Activity list.
(1) Give the section headings in the thread below about a bijection between open intervals.
(2) Please list every line of the entries that contains the string "positive".

Document passage.
◇ ◇ ◇ ◇ ◇

Bijection from two open intervals to one

Question

I was thinking about a bijection between the extended complex plane and the complex plane. Realising that the complex plane could be further reduced to the open unit disc (by mapping every polar coordinate $(r,\phi)$ to $(2\sigma(r)-1, \phi)$ where $\sigma$ is the sigmoid function), the only problem left was to consider a bijection from the open unit disc to an union of the open unit disc with the point at infinity. Simplifying things, I have reduced my problem to finding a bijection between an open interval on the real number line to a closed-open interval, which can further be reduced to this:

Consider open intervals $A$, $B$ and $C$ on the real number line such that $A$ and $B$ don't have any elements in common. Is it possible to define a bijection between $A\cup{B}$ to $C$?

Example case: Does there exist a bijection between $(0,0.5)\cup(0.5,1)$ and $(0,1)$ ?

Answer 1

Let $$f=\begin{cases}2x,&x\in\{\frac14,\frac18,\frac16,\dotsb\}\\ x,&\text{otherwise.}\end{cases}$$ Then $f:(0,0.5)\cup(0.5,1)\to(0,1)$ is a bijection.

Note that this function is discontinuous at infinitely many points (all points of the form $1/2^n$). It can be shown that there is no bijection between these sets that only uses finitely many points of discontinuity.

Answer 2

Here is an explicit bijection from $(0, 1)$ to $(0, 1/2) \cup (1/2, 1)$: Map 1/2 to 1/4, 1/4 to 1/8, 1/8 to 1/16, etc. For all other values of $x$, map $x$ to $x$.

◇ ◇ ◇ ◇ ◇

[Collected data]
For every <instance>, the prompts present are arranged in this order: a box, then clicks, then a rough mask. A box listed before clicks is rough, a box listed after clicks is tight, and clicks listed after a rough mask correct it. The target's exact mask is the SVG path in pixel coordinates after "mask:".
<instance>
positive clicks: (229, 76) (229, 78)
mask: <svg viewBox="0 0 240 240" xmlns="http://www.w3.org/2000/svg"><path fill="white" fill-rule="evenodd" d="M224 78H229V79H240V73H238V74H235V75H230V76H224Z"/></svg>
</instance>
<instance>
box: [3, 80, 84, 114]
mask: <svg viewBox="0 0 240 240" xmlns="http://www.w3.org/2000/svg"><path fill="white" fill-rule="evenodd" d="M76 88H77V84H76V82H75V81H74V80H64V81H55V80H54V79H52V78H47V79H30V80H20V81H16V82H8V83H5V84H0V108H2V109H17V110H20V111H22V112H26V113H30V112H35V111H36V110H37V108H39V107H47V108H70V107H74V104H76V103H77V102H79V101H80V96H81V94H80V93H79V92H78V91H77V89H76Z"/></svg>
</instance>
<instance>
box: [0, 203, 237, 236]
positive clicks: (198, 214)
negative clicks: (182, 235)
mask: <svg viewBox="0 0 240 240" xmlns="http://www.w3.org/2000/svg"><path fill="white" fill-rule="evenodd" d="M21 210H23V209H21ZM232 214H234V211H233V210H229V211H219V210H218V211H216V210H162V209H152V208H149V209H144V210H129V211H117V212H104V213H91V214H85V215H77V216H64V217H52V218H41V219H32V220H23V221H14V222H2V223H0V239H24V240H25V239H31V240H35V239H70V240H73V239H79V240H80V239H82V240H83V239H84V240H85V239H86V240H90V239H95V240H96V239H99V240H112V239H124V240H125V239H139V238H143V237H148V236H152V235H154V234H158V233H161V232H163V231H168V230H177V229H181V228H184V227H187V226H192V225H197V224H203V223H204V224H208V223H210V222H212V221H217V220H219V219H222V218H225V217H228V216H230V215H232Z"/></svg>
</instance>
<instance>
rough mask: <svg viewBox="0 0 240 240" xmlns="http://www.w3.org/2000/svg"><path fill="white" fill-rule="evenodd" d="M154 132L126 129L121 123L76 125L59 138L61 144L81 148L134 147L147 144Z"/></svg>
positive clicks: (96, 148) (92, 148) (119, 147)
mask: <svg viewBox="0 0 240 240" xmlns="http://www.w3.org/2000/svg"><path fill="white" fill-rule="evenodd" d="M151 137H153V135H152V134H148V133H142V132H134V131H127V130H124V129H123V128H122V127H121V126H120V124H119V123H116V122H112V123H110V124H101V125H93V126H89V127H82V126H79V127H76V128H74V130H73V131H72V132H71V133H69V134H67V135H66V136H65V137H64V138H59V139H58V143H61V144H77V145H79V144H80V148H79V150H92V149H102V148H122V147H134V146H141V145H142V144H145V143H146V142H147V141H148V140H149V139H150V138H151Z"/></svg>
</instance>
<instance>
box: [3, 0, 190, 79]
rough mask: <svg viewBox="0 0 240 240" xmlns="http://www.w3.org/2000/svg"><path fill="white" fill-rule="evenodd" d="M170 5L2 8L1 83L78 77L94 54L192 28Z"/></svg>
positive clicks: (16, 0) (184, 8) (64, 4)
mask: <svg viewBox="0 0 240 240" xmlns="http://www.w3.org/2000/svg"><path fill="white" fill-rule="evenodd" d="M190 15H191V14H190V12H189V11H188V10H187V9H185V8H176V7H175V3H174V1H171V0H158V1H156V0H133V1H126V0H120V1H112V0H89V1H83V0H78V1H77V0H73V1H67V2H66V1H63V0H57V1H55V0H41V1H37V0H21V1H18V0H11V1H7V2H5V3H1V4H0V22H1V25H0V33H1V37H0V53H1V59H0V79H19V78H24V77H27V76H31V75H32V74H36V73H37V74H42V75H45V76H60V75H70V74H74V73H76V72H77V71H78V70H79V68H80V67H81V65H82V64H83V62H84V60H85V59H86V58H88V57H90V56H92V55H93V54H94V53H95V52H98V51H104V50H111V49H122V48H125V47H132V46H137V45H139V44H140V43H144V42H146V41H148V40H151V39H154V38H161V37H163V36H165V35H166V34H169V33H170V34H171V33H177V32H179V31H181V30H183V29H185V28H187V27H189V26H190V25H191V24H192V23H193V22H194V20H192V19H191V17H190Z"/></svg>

◇ ◇ ◇ ◇ ◇

Task-by-task solutions.
(1)
Question
Answer 1
Answer 2

(2)
positive clicks: (229, 76) (229, 78)
positive clicks: (198, 214)
positive clicks: (96, 148) (92, 148) (119, 147)
positive clicks: (16, 0) (184, 8) (64, 4)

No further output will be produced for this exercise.